(Data records)
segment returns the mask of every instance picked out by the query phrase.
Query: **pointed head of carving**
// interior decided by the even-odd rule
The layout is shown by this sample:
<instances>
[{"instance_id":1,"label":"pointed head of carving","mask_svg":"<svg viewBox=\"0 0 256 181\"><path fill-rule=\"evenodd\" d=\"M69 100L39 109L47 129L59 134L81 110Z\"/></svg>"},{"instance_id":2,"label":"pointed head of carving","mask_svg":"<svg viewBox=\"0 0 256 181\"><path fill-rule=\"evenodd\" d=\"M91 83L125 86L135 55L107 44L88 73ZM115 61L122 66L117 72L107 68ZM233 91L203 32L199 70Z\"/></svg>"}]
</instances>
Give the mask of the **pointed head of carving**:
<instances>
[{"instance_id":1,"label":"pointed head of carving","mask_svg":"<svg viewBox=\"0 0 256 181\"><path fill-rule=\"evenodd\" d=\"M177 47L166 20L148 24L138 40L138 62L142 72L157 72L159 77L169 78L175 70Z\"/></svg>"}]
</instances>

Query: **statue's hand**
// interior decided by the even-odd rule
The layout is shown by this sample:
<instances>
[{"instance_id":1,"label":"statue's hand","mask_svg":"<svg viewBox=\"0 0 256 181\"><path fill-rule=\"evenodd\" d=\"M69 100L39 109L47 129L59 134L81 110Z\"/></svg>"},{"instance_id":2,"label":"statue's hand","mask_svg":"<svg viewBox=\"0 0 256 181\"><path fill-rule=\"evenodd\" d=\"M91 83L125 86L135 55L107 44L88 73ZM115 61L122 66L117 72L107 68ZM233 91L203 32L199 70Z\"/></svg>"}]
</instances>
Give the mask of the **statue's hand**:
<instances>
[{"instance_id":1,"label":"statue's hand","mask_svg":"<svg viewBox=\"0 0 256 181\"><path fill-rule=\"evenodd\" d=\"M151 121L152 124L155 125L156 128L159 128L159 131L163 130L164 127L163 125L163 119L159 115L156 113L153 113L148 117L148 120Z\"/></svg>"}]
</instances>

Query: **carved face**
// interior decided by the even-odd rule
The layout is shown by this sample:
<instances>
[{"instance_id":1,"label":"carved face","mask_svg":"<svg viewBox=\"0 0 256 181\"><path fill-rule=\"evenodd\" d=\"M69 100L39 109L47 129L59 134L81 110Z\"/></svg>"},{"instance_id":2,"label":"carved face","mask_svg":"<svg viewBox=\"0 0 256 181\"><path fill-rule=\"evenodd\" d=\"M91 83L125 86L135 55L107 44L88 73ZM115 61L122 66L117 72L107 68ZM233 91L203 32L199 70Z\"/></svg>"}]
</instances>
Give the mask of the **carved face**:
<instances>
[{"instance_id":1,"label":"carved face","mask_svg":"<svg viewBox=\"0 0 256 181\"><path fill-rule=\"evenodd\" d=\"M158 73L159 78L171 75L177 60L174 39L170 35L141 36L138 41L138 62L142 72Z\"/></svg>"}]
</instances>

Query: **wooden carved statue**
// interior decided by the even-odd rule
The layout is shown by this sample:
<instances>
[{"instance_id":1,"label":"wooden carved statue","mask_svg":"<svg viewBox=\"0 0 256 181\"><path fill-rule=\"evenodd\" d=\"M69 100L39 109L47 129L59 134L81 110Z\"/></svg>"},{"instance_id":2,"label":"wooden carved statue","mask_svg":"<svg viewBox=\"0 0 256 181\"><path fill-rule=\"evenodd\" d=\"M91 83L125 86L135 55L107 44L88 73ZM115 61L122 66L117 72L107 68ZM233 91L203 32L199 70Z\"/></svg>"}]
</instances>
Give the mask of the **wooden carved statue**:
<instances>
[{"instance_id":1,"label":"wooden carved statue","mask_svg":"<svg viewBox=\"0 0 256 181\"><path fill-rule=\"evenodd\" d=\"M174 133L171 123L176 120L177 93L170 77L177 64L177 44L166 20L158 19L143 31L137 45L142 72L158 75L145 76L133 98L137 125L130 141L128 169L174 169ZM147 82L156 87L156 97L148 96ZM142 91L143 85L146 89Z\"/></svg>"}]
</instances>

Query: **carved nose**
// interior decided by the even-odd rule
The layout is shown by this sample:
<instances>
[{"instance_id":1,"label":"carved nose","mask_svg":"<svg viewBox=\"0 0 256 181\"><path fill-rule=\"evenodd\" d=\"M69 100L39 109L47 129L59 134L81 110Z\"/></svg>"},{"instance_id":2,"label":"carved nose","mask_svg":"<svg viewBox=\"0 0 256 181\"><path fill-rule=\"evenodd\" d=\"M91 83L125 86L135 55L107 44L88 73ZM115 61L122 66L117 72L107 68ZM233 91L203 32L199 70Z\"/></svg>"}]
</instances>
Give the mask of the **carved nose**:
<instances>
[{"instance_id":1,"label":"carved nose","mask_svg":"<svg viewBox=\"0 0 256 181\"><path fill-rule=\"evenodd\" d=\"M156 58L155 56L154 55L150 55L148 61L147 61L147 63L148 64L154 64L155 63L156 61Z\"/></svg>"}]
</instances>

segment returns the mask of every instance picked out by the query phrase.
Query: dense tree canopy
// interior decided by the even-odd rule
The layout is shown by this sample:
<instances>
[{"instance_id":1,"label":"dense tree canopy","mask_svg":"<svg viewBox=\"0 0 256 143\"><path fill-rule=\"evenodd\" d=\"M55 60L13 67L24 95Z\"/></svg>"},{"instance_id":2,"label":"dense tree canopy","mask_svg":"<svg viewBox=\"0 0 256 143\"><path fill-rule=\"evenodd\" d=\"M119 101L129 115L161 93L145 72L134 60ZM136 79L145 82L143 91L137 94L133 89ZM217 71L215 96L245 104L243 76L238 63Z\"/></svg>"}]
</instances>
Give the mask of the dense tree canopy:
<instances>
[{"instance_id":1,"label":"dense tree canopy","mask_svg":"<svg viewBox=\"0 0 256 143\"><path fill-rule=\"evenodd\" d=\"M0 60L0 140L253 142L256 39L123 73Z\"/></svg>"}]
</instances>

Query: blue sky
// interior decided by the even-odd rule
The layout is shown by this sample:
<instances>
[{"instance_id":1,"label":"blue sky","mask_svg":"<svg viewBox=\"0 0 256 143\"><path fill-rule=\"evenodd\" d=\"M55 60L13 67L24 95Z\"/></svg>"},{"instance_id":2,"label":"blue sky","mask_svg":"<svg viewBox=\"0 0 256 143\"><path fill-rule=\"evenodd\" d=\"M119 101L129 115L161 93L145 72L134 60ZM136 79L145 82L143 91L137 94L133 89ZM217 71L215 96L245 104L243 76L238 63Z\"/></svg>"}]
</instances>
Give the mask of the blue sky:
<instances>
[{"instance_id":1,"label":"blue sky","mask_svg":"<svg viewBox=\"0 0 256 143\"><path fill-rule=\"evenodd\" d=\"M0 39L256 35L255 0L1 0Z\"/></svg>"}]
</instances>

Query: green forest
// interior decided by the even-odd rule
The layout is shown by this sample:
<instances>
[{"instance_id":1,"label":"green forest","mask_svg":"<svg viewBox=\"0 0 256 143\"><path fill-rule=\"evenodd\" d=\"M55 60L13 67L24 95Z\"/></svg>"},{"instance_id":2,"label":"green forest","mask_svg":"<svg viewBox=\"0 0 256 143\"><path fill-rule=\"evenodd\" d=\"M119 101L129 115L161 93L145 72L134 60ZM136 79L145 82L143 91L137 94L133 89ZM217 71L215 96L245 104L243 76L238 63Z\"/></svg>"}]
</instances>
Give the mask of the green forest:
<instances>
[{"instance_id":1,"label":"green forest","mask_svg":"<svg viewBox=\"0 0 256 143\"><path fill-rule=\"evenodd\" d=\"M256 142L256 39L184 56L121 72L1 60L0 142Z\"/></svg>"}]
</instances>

Written request
Pull out every line of the records above that contains the string "forest", and copy each one in full.

Reply to the task
Query: green forest
[{"instance_id":1,"label":"green forest","mask_svg":"<svg viewBox=\"0 0 256 143\"><path fill-rule=\"evenodd\" d=\"M55 60L13 67L24 95Z\"/></svg>"},{"instance_id":2,"label":"green forest","mask_svg":"<svg viewBox=\"0 0 256 143\"><path fill-rule=\"evenodd\" d=\"M119 101L129 115L161 93L145 72L134 60ZM136 79L145 82L143 91L137 94L133 89ZM217 71L215 96L245 104L243 76L238 63Z\"/></svg>"}]
Give the mask of the green forest:
[{"instance_id":1,"label":"green forest","mask_svg":"<svg viewBox=\"0 0 256 143\"><path fill-rule=\"evenodd\" d=\"M256 142L256 39L184 56L121 72L1 60L0 142Z\"/></svg>"}]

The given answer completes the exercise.